◆ Data provided ◆

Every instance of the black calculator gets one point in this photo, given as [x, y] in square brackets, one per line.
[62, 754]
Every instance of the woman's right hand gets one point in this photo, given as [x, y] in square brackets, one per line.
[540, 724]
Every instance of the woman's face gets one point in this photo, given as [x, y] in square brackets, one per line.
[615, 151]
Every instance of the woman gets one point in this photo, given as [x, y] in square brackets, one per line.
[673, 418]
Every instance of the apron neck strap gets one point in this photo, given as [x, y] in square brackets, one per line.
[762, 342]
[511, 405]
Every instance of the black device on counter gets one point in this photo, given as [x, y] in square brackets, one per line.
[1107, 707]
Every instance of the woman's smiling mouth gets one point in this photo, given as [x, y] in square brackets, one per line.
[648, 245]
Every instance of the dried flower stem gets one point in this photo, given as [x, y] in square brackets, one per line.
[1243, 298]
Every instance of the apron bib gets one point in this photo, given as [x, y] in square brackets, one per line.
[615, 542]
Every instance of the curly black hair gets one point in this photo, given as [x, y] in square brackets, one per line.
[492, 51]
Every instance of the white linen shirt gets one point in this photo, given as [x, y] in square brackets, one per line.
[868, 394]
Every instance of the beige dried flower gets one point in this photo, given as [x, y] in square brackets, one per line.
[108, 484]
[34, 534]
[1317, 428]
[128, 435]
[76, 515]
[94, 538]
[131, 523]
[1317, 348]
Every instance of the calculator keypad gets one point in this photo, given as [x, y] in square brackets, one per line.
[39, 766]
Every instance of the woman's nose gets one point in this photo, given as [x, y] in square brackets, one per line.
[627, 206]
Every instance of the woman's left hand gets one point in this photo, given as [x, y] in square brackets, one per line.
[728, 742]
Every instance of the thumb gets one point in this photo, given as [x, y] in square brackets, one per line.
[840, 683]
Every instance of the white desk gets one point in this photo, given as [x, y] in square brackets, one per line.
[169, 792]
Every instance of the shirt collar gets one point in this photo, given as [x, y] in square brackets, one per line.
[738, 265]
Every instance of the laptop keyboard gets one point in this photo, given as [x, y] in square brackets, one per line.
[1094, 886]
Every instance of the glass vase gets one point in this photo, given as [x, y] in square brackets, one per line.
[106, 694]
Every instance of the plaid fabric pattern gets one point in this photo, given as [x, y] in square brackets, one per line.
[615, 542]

◆ Task instructions ◆
Print every entry exactly as written.

◆ Result for this task ◆
Every instance of the black calculator gets one point in this photo, given as [x, y] in square brackets, one per line.
[62, 754]
Every instance of the woman's right hand gets one point in this photo, given as [x, y] in square brackets, one per line.
[540, 724]
Every instance of the woman's face gets one point in this photo, given as [x, y] in square brackets, one per line.
[615, 151]
Every instance of the woman gets one point in this photo, given as [x, y] in square brackets, one per line.
[673, 418]
Every instance of the apron neck strap gets one point in this photo, given as [x, y] in square brackets, one per line.
[762, 342]
[511, 405]
Every instance of the black device on counter gets one point in this photo, given as [x, y] in square brackets, one per line.
[1107, 707]
Every instance of the woman's smiling mouth gets one point in this photo, given as [x, y] in square brackets, one per line.
[648, 245]
Every instance of the dried flower stem gets one point in this photo, given as [x, y] in square brackets, one per line.
[1243, 298]
Every instance of the apron bib gets one point in this photo, given as [x, y] in square brackets, one per line.
[615, 542]
Every instance of the curly black hair gets one point in this photo, given as [x, y] in square brackets, one per line.
[492, 51]
Every instance of the white linen shirt gets one point in this photo, given as [x, y] in square brackets, one per line.
[868, 394]
Every instance of the beige dried flower gets one point in this photo, given as [x, y] in square brackets, one per line.
[108, 484]
[34, 534]
[1317, 428]
[128, 435]
[76, 515]
[94, 538]
[131, 523]
[1317, 348]
Every instance of the calculator keypad gets one point in this photo, given as [x, y] in square brackets, one per line.
[39, 766]
Every instance of the woman's nose gets one point in this photo, given as [x, y] in square brackets, one per line.
[627, 206]
Every instance of the woman's left hand gets one point in this photo, given as [x, y] in square brackets, one per line.
[728, 742]
Every instance of the thumb gets one point in this photo, given as [x, y] in square brackets, one per line.
[840, 683]
Every instance of the white desk gets one point in this photo, given as [x, y] in square brackets, one per line.
[169, 792]
Every instance of the shirt collar gets one point in this photo, given as [x, y] in square brackets, one per line.
[738, 265]
Every instance of the laptop keyboard gets one point in this photo, given as [x, y] in square brackets, one per line.
[1094, 886]
Every instance of the glass vase gets one point in this photo, given as [x, y] in square brackets, one per line.
[106, 694]
Every instance of the plaid fabric pattern gets one point in this photo, given as [x, y] in square brackets, one per line.
[615, 542]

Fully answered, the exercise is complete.